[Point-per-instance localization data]
● ● ●

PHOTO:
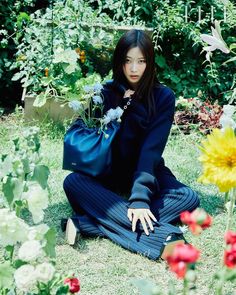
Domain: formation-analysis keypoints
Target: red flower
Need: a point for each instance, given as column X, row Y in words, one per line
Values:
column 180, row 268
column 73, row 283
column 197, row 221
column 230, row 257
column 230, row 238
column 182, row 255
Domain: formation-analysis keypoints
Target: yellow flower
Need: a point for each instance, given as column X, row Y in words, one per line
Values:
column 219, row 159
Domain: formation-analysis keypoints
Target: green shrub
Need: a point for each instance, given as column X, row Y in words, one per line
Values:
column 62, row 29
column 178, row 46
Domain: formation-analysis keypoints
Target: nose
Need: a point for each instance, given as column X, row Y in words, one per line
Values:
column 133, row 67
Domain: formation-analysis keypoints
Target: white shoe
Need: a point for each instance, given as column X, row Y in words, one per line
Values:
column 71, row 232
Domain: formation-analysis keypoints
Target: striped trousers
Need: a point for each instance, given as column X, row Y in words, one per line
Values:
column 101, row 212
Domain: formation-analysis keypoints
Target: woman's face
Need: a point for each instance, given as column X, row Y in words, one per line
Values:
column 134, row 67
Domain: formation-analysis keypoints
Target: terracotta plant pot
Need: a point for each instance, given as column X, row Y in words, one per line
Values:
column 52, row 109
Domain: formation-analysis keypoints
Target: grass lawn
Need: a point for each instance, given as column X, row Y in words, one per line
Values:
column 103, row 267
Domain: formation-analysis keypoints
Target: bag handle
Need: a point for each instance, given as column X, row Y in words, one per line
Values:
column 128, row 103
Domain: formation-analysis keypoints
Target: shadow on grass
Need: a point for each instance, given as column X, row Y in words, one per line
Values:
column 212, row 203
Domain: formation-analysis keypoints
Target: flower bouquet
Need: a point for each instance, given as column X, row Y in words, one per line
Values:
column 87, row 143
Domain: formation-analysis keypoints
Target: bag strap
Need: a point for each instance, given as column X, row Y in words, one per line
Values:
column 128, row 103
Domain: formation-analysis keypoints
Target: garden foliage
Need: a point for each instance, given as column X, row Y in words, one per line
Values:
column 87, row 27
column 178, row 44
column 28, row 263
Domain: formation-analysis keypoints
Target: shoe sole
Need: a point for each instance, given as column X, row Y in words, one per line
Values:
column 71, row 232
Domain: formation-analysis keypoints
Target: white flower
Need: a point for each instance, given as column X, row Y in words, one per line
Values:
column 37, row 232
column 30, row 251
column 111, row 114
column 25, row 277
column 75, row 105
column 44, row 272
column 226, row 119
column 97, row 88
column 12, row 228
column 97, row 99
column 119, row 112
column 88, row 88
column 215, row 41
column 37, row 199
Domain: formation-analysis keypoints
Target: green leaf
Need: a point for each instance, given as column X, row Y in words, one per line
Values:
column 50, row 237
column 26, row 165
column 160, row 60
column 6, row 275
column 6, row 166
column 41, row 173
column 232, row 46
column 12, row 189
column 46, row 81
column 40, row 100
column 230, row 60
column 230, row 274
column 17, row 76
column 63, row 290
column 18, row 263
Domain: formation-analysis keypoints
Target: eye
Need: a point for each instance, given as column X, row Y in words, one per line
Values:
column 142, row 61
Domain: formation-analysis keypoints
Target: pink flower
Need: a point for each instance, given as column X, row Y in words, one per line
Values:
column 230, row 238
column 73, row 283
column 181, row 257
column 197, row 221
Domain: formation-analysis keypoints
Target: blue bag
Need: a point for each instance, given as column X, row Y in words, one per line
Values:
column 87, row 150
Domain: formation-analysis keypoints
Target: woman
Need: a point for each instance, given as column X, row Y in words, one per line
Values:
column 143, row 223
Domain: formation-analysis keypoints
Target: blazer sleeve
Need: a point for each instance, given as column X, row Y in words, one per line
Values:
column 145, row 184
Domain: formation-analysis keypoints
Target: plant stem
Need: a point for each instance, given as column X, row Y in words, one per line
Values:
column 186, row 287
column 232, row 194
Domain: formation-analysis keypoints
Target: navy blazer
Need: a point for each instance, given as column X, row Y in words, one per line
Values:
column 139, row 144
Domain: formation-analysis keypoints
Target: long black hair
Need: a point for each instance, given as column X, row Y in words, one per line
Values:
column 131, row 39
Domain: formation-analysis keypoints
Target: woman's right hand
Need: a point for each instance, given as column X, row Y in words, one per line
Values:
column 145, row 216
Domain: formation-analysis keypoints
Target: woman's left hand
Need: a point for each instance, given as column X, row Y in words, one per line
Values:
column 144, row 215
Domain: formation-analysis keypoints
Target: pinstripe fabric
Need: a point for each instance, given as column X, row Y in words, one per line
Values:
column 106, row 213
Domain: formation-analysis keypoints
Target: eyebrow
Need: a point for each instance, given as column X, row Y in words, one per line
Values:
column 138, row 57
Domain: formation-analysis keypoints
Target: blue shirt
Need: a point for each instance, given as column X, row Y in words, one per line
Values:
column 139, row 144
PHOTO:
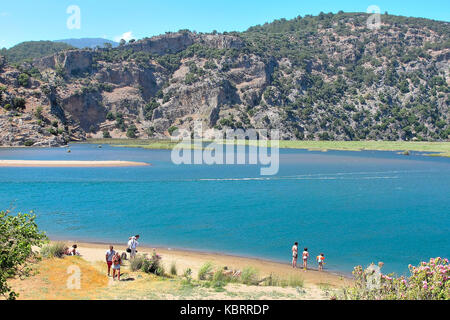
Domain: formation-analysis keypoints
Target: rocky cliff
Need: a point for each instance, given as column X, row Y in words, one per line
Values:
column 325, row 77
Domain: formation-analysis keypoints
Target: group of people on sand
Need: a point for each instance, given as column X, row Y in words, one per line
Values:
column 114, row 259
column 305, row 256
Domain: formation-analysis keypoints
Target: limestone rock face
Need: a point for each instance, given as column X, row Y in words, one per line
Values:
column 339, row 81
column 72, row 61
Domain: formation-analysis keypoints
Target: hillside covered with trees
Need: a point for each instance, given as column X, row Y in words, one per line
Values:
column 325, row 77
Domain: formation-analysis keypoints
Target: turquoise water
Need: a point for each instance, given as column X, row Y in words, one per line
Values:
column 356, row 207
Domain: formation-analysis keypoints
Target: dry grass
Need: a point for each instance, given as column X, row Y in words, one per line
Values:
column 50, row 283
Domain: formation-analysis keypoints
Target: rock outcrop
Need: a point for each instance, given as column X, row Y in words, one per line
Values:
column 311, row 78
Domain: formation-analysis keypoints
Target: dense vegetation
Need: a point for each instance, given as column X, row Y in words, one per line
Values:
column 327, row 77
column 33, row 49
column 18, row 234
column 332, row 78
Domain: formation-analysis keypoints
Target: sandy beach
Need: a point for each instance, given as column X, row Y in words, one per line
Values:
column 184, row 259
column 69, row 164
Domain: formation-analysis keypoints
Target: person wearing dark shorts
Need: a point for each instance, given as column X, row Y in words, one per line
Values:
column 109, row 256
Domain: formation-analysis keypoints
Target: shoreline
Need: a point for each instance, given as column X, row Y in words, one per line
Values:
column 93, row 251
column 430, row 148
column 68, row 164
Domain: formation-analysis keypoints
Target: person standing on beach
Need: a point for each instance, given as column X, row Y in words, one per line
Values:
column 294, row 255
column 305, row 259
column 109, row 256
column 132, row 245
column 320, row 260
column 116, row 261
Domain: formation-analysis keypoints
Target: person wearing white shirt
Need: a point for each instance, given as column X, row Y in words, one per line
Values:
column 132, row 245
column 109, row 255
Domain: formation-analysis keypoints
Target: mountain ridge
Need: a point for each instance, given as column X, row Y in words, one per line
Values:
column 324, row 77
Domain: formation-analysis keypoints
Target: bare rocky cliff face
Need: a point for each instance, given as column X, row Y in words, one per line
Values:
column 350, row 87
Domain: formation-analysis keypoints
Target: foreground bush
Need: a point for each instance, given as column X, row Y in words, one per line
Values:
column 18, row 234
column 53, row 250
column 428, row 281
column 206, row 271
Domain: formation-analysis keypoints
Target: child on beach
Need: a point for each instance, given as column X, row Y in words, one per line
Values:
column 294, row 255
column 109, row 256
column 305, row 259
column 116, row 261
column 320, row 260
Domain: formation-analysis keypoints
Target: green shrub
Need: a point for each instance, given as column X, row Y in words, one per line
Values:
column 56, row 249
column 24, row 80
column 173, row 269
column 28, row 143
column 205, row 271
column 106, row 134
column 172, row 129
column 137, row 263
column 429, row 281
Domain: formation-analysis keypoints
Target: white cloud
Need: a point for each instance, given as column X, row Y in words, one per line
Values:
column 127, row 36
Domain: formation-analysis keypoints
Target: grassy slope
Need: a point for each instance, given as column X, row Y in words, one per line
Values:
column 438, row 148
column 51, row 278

● ● ●

→ DIRECTIONS:
Some lines of the records above may hold the word "plant". Report how many, and nothing else.

→ REPLY:
2